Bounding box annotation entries
+++++
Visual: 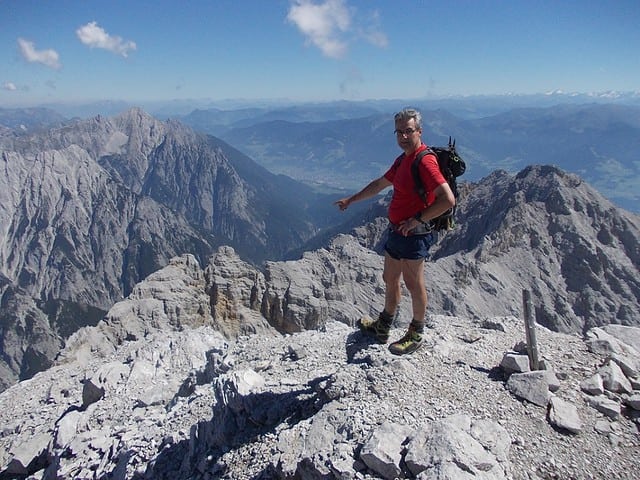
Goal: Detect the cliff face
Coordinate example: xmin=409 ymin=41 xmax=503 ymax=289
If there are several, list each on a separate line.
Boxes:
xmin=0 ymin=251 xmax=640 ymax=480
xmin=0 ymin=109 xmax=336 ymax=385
+++++
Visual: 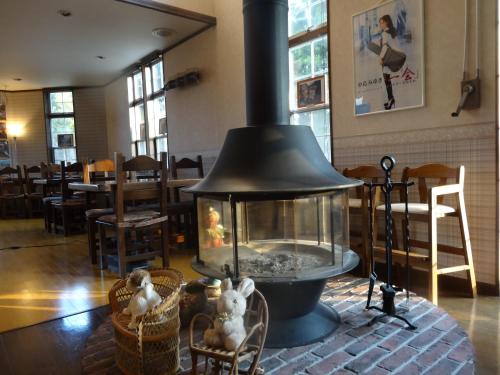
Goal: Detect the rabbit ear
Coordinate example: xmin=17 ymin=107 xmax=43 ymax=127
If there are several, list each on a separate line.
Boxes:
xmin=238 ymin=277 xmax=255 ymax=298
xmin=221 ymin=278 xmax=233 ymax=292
+++++
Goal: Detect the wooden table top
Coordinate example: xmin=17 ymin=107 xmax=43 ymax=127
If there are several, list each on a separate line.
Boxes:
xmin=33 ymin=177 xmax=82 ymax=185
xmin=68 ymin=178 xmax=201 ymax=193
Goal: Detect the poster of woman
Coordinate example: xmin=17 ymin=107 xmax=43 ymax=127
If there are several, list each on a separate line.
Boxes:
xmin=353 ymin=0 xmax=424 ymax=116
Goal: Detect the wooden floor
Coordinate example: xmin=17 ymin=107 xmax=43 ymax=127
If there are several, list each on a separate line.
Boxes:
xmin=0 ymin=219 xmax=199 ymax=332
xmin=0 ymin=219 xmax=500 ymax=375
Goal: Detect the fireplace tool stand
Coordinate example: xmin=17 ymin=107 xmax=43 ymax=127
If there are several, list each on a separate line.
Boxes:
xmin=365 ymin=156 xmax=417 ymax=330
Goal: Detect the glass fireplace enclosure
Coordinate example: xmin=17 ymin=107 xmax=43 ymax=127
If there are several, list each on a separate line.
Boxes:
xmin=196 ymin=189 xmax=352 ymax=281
+++++
Return each line in the records above that contains the word "Detect".

Goal: Detect the cliff face
Goal: Detect the rabbit ear
Goal: Detect the wooden table top
Goal: Detect the poster of woman
Goal: Detect the wooden floor
Goal: Detect the fireplace tool stand
Goal: Detect the glass fireplace enclosure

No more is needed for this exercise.